Emsal Mahkeme Kararı İstanbul Anadolu 8. Asliye Ticaret Mahkemesi 2022/189 E. 2023/526 K. 20.06.2023 T.

Görüntülediğiniz mahkeme kararı henüz kesinleşmemiştir. Yararlı olması amacıyla eklenmiştir.

T.C. İstanbul Anadolu 8. ASLİYE TİCARET MAHKEMESİ
ESAS NO:2022/189 Esas
KARAR NO:2023/526
DAVA:İtirazın İptali (Taşıma Sözleşmesi Kaynaklı)
DAVA TARİHİ:18/03/2022
KARAR TARİHİ:20/06/2023

Mahkememizde görülmekte olan İtirazın İptali (Taşıma Sözleşmesi Kaynaklı) davasının yapılan açık yargılaması sonunda,

GEREĞİ DÜŞÜNÜLDÜ:
İDDİA:Davacı vekili dava dilekçesinde özetle: Müvekkili ile davalı şirket arasında ticari bir ilişki bulunduğunu, bu kapsamda davalıya tanzim edilen iki adet faturanın ödenmediğini, davalının faturalardan kaynaklanan borcunu ödememesi üzerine—— sayılı dosyası ile icra takibi başlatıldığını, ancak davalının takibe haksız bir şekilde itiraz ettiğini beyan ederek, davalı itirazının iptaline ve takibin devamına, yargılama giderlerinin de karşı tarafa bırakılmasına karar verilmesini talep etmiştir.

# [Amaç]
Lütfen mahkeme kararında "Emsal Mahkeme Kararı" ile başlayıp "olması amacıyla eklenmiştir." ile biten bölümü hiç değiştirmeden kopyalayın.

# [Verilen malzeme]

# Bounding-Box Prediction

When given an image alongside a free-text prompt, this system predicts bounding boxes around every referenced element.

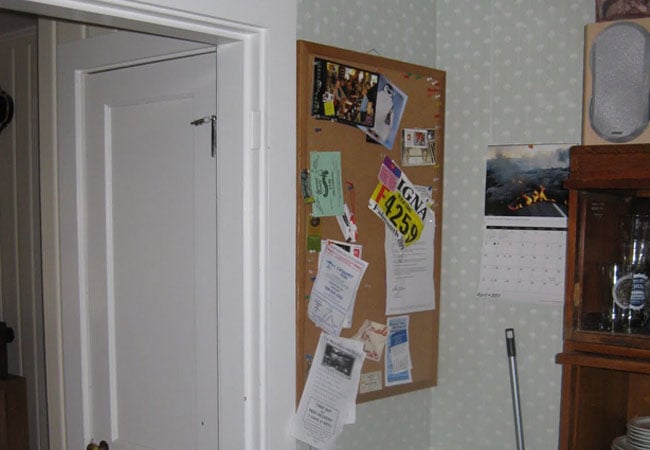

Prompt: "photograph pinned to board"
[402,128,436,166]
[477,144,573,303]
[291,333,365,450]
[311,58,379,126]
[358,74,408,150]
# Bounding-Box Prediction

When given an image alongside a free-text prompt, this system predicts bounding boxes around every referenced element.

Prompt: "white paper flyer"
[307,244,368,336]
[384,186,436,316]
[385,316,413,386]
[292,333,365,450]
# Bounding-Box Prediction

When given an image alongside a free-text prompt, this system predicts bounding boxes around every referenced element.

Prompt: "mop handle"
[506,328,525,450]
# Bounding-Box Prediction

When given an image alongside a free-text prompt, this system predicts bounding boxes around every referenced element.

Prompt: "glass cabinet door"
[573,190,650,336]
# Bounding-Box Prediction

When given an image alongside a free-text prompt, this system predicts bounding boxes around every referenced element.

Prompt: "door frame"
[3,0,272,450]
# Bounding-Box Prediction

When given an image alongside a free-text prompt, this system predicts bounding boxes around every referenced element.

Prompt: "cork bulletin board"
[296,41,445,402]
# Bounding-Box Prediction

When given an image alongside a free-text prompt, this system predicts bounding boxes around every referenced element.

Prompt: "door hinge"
[190,114,217,158]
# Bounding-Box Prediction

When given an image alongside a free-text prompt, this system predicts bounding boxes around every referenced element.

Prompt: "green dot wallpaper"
[298,0,595,450]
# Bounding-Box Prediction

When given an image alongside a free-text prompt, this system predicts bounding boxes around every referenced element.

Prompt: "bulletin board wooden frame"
[296,41,445,403]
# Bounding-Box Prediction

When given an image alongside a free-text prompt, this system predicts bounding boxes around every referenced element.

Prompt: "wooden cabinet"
[556,144,650,450]
[0,375,29,450]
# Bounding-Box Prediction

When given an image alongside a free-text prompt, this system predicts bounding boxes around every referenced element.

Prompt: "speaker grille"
[589,22,650,142]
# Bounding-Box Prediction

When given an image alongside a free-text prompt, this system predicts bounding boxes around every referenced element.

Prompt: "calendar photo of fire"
[485,144,572,218]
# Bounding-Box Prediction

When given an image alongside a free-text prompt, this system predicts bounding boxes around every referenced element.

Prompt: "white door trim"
[3,0,271,450]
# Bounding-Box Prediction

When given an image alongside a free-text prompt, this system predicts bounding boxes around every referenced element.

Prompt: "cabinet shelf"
[556,144,650,450]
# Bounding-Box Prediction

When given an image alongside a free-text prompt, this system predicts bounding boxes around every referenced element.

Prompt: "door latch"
[86,441,109,450]
[190,114,217,158]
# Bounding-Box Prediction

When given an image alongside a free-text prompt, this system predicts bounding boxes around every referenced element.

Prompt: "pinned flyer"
[291,333,365,450]
[352,320,388,361]
[368,157,433,248]
[307,244,368,336]
[385,316,413,386]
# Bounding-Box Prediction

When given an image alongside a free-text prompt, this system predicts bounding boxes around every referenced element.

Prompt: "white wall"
[298,0,594,450]
[0,23,48,450]
[3,0,296,449]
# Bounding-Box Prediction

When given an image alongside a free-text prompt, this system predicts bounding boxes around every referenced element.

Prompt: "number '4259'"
[382,192,424,245]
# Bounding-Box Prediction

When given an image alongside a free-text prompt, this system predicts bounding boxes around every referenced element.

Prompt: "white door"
[74,52,218,450]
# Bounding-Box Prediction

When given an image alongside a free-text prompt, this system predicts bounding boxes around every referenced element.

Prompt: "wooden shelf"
[556,144,650,450]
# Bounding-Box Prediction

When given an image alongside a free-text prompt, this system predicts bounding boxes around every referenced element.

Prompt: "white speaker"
[582,19,650,145]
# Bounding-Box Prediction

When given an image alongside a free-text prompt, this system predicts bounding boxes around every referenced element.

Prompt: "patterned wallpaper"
[298,0,594,450]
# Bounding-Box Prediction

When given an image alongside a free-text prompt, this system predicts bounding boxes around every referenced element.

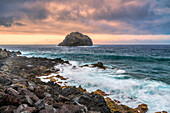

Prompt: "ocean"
[0,45,170,113]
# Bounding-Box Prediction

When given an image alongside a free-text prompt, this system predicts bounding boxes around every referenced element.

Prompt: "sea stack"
[58,32,93,46]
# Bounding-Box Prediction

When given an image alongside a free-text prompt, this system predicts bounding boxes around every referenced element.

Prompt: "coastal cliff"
[0,49,166,113]
[58,32,93,46]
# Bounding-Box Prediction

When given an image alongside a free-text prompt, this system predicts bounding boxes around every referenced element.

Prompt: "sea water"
[0,45,170,113]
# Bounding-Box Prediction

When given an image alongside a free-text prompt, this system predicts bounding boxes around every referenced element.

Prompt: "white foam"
[55,61,170,113]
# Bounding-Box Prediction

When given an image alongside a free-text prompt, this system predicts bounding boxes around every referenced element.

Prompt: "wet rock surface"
[0,50,165,113]
[58,32,93,46]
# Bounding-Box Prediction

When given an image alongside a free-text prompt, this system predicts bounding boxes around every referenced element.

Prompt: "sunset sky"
[0,0,170,45]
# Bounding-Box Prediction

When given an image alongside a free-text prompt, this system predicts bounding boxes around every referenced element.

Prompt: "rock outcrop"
[58,32,93,46]
[0,50,167,113]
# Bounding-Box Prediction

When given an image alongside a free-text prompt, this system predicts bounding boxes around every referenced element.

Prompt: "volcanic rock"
[58,32,93,46]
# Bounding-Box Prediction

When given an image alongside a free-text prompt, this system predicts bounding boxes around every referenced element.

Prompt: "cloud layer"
[0,0,170,35]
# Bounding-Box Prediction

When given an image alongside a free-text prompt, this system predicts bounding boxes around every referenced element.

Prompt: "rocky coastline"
[0,49,166,113]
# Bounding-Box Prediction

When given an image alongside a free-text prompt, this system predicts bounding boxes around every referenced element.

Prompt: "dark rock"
[0,85,6,92]
[59,104,85,113]
[137,104,148,113]
[76,94,110,113]
[25,95,33,105]
[6,88,19,96]
[0,50,8,58]
[0,105,17,113]
[0,76,12,86]
[61,87,82,99]
[34,100,45,110]
[0,92,22,106]
[43,97,56,105]
[18,88,39,103]
[58,32,93,46]
[57,95,70,102]
[27,81,36,91]
[13,104,37,113]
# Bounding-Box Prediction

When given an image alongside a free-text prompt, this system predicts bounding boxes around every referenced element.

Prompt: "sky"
[0,0,170,45]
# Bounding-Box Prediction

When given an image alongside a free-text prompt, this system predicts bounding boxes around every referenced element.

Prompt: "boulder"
[58,32,93,46]
[0,50,8,58]
[0,105,17,113]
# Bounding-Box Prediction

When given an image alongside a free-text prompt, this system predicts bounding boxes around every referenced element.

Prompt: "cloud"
[0,17,13,27]
[0,0,170,35]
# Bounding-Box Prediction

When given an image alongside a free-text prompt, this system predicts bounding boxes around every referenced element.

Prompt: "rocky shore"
[0,49,166,113]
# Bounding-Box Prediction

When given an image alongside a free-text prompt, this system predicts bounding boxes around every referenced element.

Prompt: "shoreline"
[0,50,166,113]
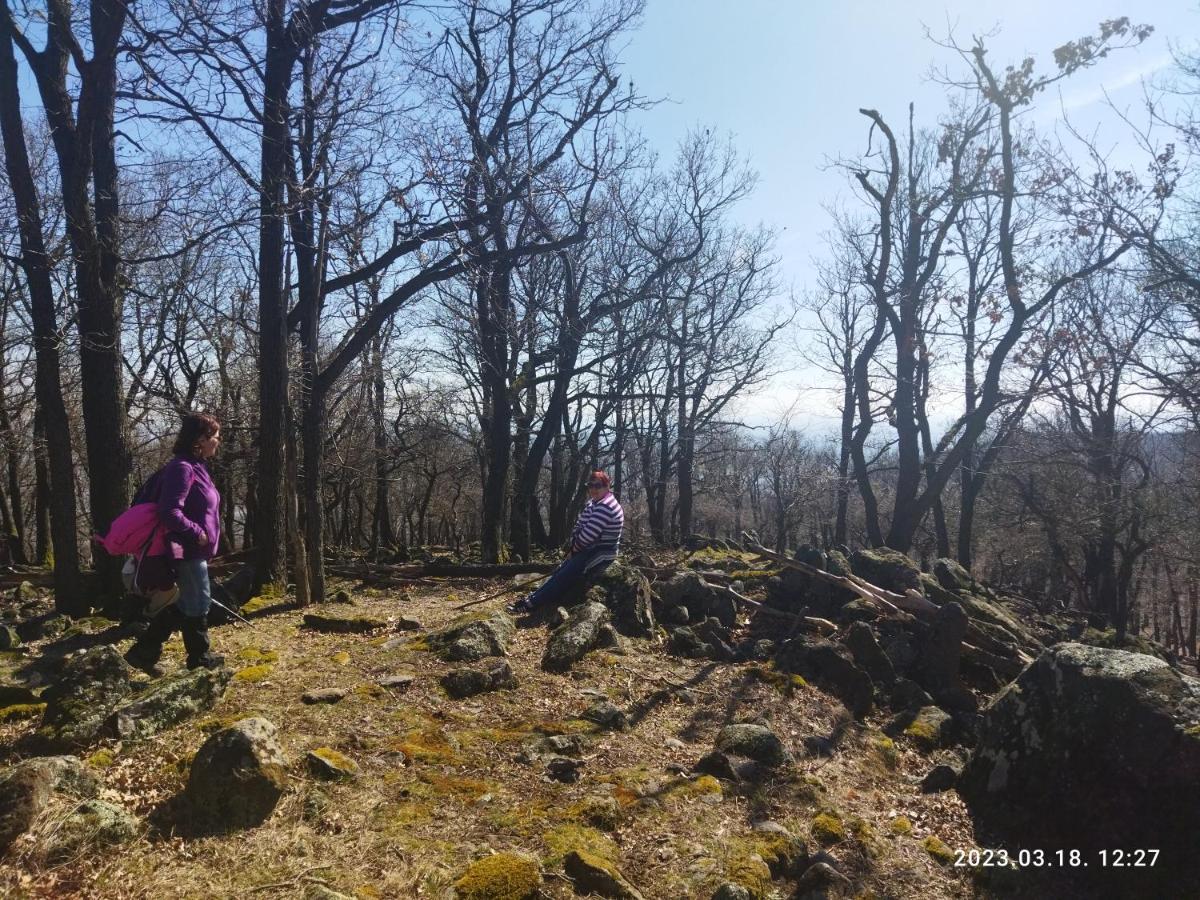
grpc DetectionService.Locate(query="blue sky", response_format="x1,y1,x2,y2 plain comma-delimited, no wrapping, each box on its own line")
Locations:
624,0,1200,427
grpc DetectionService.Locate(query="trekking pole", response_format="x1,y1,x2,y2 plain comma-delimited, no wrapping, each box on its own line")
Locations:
211,598,250,625
450,572,553,611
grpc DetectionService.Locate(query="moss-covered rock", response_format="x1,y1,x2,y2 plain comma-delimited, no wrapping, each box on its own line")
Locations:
305,746,361,780
304,612,388,634
563,850,642,900
42,800,139,865
850,547,920,594
541,601,611,672
716,722,792,766
0,756,100,852
454,853,541,900
184,718,288,833
107,666,233,740
956,643,1200,895
809,812,846,847
424,612,516,662
0,703,46,722
38,644,132,751
442,660,517,700
920,834,954,865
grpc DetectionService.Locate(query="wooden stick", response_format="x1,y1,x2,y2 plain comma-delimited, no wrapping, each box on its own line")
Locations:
450,575,550,611
745,538,937,614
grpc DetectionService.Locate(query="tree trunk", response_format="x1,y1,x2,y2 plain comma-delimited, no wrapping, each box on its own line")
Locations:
254,0,296,587
0,12,82,607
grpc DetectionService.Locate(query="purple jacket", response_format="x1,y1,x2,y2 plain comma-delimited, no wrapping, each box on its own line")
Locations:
158,456,221,559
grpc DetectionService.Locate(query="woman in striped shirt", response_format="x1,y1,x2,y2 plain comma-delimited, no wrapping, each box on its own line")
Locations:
508,472,625,613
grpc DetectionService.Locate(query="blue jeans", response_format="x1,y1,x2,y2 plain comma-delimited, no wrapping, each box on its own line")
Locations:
175,559,212,616
527,550,608,610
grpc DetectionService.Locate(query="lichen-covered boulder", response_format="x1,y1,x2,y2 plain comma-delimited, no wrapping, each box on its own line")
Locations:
841,622,896,688
914,602,979,713
0,756,100,853
850,547,920,594
304,614,388,634
958,643,1200,896
41,800,140,865
442,659,517,700
775,636,875,719
716,722,792,766
884,706,954,752
659,571,737,628
563,559,654,637
454,853,541,900
184,718,288,833
106,666,233,740
37,644,133,752
541,602,610,672
425,612,516,662
563,850,642,900
305,746,360,781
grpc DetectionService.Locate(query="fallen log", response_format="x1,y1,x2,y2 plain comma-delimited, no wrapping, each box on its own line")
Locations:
325,563,558,578
744,535,937,617
708,584,838,635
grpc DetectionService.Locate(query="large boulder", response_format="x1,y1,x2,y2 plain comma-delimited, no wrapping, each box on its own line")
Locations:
184,718,288,833
0,756,100,853
775,636,875,719
541,601,610,672
442,659,517,700
106,666,233,740
563,559,654,637
659,571,737,628
37,644,133,752
916,602,978,713
958,643,1200,896
425,612,516,662
41,800,140,865
716,722,792,766
850,547,920,594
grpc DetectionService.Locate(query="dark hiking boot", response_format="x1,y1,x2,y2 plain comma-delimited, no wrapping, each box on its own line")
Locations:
180,616,224,668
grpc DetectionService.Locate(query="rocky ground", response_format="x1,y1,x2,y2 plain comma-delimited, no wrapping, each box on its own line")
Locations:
0,552,1185,900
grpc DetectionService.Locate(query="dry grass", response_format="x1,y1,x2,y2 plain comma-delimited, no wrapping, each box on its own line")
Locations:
0,584,973,900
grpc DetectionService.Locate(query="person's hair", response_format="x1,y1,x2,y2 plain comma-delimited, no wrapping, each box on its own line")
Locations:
172,413,221,456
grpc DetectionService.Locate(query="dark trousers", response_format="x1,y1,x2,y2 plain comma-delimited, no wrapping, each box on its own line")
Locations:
131,604,210,666
528,550,608,610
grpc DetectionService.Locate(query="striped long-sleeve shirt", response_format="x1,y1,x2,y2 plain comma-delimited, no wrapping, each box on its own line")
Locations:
571,491,625,571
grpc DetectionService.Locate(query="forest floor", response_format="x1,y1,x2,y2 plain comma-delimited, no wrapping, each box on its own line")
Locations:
0,571,1022,900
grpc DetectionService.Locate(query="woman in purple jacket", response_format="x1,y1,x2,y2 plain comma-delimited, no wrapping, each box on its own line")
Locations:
125,413,224,677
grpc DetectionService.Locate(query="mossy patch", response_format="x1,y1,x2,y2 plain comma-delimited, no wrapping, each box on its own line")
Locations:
88,749,116,769
746,665,809,697
416,772,494,803
233,664,274,684
920,834,954,865
454,853,541,900
725,846,770,900
231,647,280,666
541,822,620,866
871,736,900,772
664,775,721,797
0,703,46,722
566,797,625,832
809,812,846,847
389,728,460,764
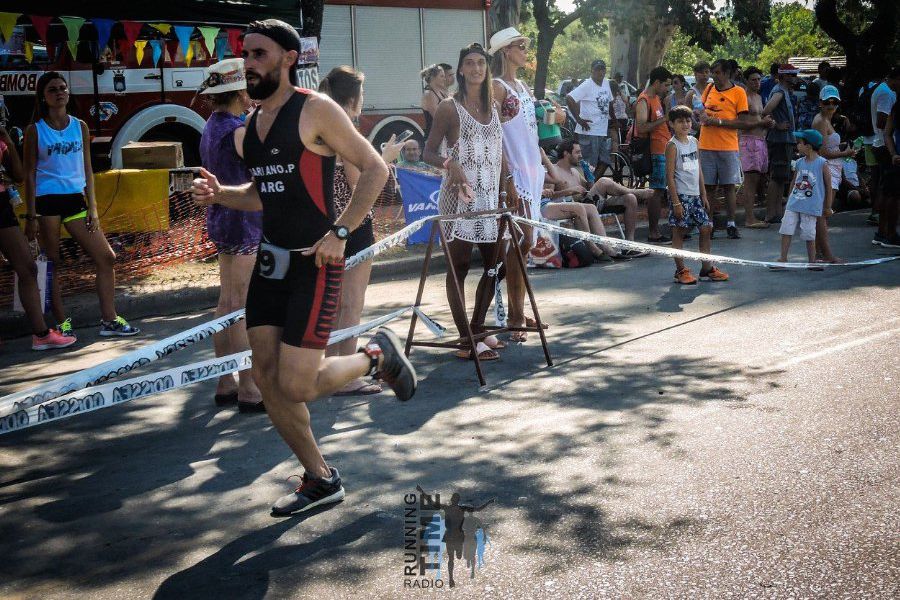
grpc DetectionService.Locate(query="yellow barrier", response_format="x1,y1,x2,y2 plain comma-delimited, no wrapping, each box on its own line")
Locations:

# [Tam çıktı]
Emsal Mahkeme Kararı İstanbul Anadolu 8. Asliye Ticaret Mahkemesi 2022/189 E. 2023/526 K. 20.06.2023 T.

Görüntülediğiniz mahkeme kararı henüz kesinleşmemiştir. Yararlı olması amacıyla eklenmiştir.